Edit the lines from the line with "Indicate the electrical" to the line with "x=272, y=224" by replacing "hardwood" with "oak", keeping everything else the same. Give back only those lines.

Dataset entries:
------------------------------------------------

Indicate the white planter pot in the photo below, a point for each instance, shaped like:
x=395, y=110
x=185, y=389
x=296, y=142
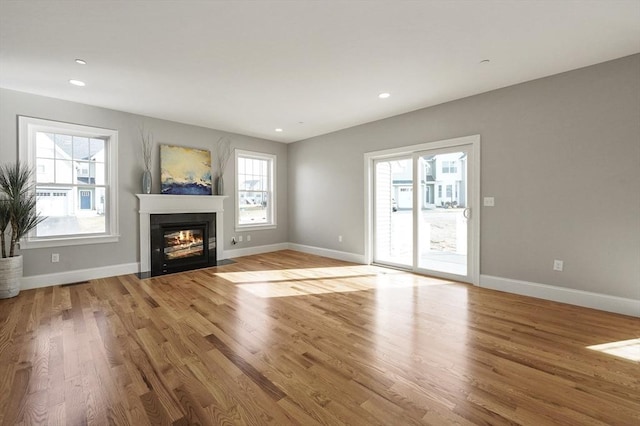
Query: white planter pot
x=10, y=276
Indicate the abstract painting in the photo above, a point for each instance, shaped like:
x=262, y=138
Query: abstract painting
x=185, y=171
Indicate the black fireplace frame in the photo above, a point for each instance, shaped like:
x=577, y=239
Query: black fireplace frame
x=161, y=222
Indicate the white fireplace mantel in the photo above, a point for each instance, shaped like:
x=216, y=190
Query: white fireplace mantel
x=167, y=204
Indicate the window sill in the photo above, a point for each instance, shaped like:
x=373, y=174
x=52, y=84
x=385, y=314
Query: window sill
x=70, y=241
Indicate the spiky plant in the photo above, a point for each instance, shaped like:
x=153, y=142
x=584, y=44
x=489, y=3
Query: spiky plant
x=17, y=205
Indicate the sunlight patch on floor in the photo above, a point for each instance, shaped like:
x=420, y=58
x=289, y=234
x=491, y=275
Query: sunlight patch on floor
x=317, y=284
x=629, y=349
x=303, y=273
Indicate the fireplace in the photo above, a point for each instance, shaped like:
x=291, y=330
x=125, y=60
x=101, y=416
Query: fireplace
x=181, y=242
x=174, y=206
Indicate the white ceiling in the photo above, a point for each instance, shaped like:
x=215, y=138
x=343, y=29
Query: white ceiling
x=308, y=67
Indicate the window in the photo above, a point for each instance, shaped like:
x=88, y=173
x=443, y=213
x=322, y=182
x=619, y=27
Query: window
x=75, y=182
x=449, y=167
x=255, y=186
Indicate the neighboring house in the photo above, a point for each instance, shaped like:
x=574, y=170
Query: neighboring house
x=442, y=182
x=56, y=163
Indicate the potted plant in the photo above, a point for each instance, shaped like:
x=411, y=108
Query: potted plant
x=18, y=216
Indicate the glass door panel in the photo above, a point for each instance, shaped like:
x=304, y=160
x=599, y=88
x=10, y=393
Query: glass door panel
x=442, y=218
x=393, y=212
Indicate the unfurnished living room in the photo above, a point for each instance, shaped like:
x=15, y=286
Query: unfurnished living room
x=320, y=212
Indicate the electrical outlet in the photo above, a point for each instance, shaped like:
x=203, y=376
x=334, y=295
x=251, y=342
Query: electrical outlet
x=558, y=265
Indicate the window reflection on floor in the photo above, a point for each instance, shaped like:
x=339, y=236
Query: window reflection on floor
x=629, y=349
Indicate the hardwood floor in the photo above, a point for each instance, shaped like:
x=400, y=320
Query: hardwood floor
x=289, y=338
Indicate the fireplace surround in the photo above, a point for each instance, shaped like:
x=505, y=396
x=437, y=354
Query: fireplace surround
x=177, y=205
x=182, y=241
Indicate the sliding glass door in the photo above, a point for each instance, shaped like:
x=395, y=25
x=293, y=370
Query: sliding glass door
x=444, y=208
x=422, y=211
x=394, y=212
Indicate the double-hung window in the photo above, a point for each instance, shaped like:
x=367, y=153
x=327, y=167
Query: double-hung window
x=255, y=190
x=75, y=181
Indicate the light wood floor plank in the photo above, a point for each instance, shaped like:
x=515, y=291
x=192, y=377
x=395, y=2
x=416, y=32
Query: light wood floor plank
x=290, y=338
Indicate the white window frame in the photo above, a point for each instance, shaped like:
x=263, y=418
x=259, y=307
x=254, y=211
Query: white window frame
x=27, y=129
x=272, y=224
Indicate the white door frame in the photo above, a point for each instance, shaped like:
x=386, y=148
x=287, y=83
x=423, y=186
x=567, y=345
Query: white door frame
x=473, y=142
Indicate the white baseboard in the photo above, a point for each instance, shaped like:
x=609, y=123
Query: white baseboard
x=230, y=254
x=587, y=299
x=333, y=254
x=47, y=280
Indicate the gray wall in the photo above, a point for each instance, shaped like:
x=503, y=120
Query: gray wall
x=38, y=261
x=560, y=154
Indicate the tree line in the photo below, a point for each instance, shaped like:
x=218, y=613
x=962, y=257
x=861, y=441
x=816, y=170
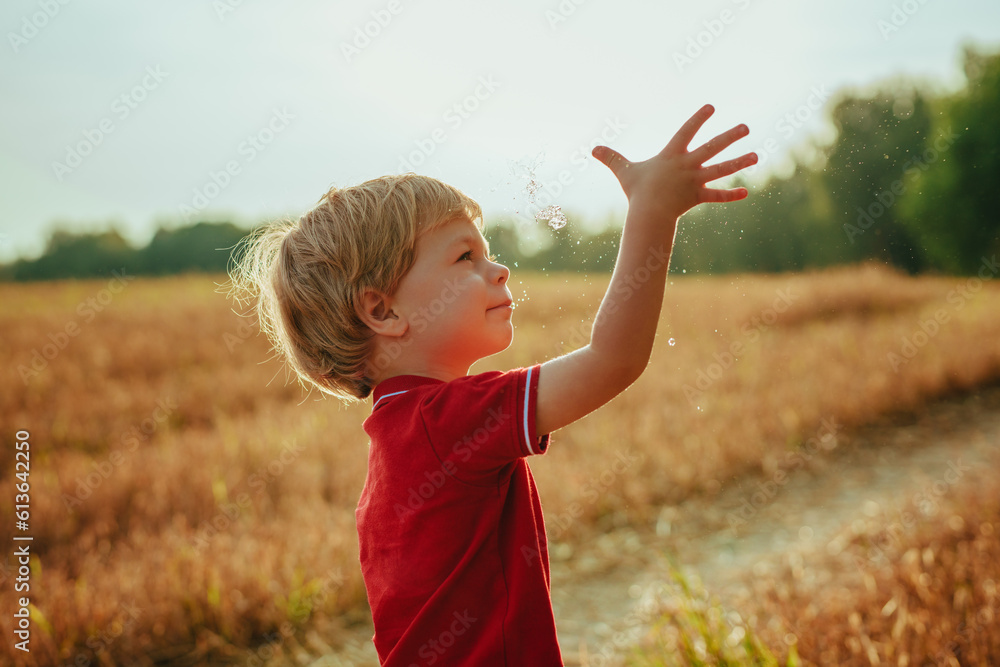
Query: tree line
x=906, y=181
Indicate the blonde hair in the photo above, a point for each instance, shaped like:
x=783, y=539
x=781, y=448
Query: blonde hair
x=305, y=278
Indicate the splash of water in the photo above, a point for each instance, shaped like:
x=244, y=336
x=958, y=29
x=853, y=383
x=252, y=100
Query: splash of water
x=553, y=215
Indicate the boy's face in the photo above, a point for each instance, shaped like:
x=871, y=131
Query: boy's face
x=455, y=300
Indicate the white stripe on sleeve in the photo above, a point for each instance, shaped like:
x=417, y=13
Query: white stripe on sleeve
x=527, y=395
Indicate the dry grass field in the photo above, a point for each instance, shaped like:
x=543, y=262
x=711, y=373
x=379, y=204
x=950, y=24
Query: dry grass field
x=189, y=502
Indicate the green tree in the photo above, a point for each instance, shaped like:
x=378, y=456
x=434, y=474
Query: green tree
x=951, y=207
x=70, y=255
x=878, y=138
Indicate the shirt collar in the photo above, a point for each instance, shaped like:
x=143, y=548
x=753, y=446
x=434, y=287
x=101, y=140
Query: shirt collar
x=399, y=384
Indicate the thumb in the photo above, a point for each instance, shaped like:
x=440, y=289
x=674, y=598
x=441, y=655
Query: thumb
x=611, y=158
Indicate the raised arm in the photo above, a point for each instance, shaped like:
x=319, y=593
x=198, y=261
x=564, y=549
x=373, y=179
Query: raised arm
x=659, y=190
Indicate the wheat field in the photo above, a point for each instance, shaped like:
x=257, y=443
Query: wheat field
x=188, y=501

------------------------------------------------

Final result:
Indicate the electrical outlet in the photo above, a point for each instance, shaped like:
x=203, y=376
x=334, y=295
x=251, y=342
Query: electrical outlet
x=558, y=265
Indicate the window reflection on floor in the photo above, a point for each instance, shaped like:
x=339, y=236
Query: window reflection on floor
x=629, y=349
Indicate the oak floor in the photo above, a point for each instance, shaped like:
x=400, y=320
Query: oak floor
x=289, y=338
Indicate the fireplace surround in the photo above, a point for each instance, shaped like:
x=505, y=396
x=437, y=354
Query: fireplace surround
x=177, y=205
x=182, y=241
Indicate the sliding glass door in the photo above, a point for each instance, shaped like:
x=395, y=25
x=293, y=370
Query: sliding glass door
x=444, y=208
x=422, y=211
x=394, y=212
Indicate the double-hung window in the photo above, a point for each instance, shaped like:
x=367, y=153
x=327, y=167
Query: double-hung window
x=255, y=190
x=75, y=181
Indicate the light wood floor plank in the photo above, a point for each instance, shaped like:
x=515, y=291
x=192, y=377
x=395, y=2
x=416, y=32
Query: light wood floor plank
x=290, y=338
Indicate the white window frame in the photo above, a point for each instance, shaped like:
x=263, y=418
x=259, y=307
x=254, y=211
Query: white window frame
x=27, y=129
x=272, y=224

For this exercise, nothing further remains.